Please repeat all of the lines that follow, exactly as written.

**TASK INPUT**
------
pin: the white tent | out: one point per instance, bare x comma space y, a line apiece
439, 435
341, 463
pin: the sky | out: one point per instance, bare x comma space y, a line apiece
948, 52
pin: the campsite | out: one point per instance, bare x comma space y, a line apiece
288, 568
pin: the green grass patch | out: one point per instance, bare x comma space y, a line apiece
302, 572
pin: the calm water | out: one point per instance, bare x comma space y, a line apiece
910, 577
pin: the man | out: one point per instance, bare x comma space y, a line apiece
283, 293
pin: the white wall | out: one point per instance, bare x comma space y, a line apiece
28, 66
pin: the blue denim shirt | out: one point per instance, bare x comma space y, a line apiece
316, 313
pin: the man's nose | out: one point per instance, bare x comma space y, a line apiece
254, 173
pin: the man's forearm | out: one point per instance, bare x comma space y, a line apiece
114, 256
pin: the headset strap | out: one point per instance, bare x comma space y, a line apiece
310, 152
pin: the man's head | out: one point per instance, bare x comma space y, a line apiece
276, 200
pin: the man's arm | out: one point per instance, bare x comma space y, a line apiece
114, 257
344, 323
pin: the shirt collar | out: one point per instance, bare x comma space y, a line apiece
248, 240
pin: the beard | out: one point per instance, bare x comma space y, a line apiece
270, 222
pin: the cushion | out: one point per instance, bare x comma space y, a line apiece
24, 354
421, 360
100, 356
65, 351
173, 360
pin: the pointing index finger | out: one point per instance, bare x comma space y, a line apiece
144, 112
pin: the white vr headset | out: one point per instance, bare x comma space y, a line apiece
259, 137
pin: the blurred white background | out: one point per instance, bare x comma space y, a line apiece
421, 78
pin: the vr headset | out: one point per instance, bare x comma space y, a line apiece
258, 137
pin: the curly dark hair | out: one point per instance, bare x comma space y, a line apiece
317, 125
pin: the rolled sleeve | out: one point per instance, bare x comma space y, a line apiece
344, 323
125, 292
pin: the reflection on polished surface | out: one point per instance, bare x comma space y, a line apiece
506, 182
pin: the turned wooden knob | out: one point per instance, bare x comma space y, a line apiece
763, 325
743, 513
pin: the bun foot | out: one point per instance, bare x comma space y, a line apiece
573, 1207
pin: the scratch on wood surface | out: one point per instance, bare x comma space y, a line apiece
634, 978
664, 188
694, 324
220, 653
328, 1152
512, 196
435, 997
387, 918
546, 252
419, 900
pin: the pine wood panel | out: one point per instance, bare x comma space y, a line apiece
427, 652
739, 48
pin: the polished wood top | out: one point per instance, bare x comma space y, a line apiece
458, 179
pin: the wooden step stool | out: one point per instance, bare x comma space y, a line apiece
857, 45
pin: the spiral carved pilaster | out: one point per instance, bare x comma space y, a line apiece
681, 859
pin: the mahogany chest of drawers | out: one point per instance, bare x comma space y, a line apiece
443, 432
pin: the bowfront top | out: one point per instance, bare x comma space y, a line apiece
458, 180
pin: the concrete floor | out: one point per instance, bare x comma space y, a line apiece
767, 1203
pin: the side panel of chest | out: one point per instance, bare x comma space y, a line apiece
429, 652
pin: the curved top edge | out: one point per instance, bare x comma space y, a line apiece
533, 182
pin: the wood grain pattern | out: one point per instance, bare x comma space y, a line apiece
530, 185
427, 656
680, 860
------
**THE RESULT**
pin: the white tent | out: one point per instance, bare x comma space y, a line apiece
439, 435
341, 463
pin: the sky | out: one point per instance, bare x comma space y, a line apiece
948, 52
pin: the campsite | out: one point per instance, bare x comma space y, a line apiece
288, 568
pin: the green grass patch | out: one point per instance, bare x comma space y, a line apiece
302, 572
pin: the calm water | out: one point per instance, bare x comma space y, a line apiece
910, 577
pin: the man | out: one point per instance, bare x comma space y, a line apiece
283, 293
pin: the white wall | out: one point per instance, bare x comma space y, a line apiece
28, 66
pin: the blue denim shirt | out: one point per instance, bare x comma space y, a line apiece
316, 313
pin: the man's nose | out: one point per instance, bare x comma space y, a line apiece
254, 173
pin: the man's forearm | out: one point per instance, bare x comma space y, a line apiece
114, 256
pin: the headset strap | out: one point per instance, bare x comma space y, a line apiece
310, 152
pin: the man's head | out: one point per instance, bare x comma space y, a line apiece
276, 200
pin: the man's arm | out: one point per instance, bare x comma space y, a line apiece
114, 257
344, 323
pin: the shirt collar | out: one point per instance, bare x comma space y, a line apiece
248, 240
pin: the beard | out: one point per instance, bare x comma space y, a line apiece
270, 222
pin: the cushion | out: one point per instance, bare x comma space y, a line apiece
24, 354
421, 360
100, 356
65, 351
173, 360
pin: the pointing index finger | out: one point per instance, bare x comma space y, a line apiece
144, 112
pin: the white vr headset | out: one point per instance, bare x comma space y, a line apiece
259, 137
pin: the blurred white background | out: one point per instance, bare x comma space y, a line apiece
421, 78
pin: the vr headset | out: one point per instance, bare x comma space y, a line apiece
258, 137
pin: the curly dark hair | out: one point per instance, bare x comma space y, a line apiece
317, 125
pin: the rolled sleeve | out: one point per instance, bare x comma space y, a line apiece
344, 323
125, 292
pin: the reflection on polished surface | out: one point per instance, bare x comma space y, a line apiece
506, 182
pin: the turned wooden knob | out: one point per instance, bare x comma space y, a line apiece
763, 325
743, 513
pin: the bun foot | out: one point per instance, bare x comma space y, a line apiece
573, 1207
pin: the scratch on wood surface | out: one point per instance, bare x comma space y, a line apiece
634, 978
664, 188
694, 324
220, 653
328, 1152
512, 196
435, 997
387, 918
546, 252
419, 900
pin: the pine wood panel | out: one point per instance, bare x comma space y, a line apiece
427, 652
739, 48
pin: the polished wood top | out: one point per instance, bare x comma space y, a line apiece
458, 179
pin: the wooden step stool | out: one point per instance, bare x comma space y, a line apiece
857, 45
pin: the spiral carved pilaster | out: one point per instance, bare x comma space y, a line apiece
681, 859
pin: the mahogany chest of drawers | out: one point per instance, bare x comma space y, a line apiece
443, 432
pin: the bowfront top | out: one point per instance, bare x comma space y, a line apiece
458, 180
pin: the concrete floor | out: one point per instance, bare x comma space y, a line apiece
767, 1203
pin: the side panel of chest | out: one point per instance, bare x comma space y, a line apiece
429, 652
pin: the curved top edge | out: one point per instance, bare x comma space y, a line apiece
533, 182
pin: the wood grain pattern | out: one point per instance, bare x comma space y, a line apiece
530, 185
427, 656
680, 860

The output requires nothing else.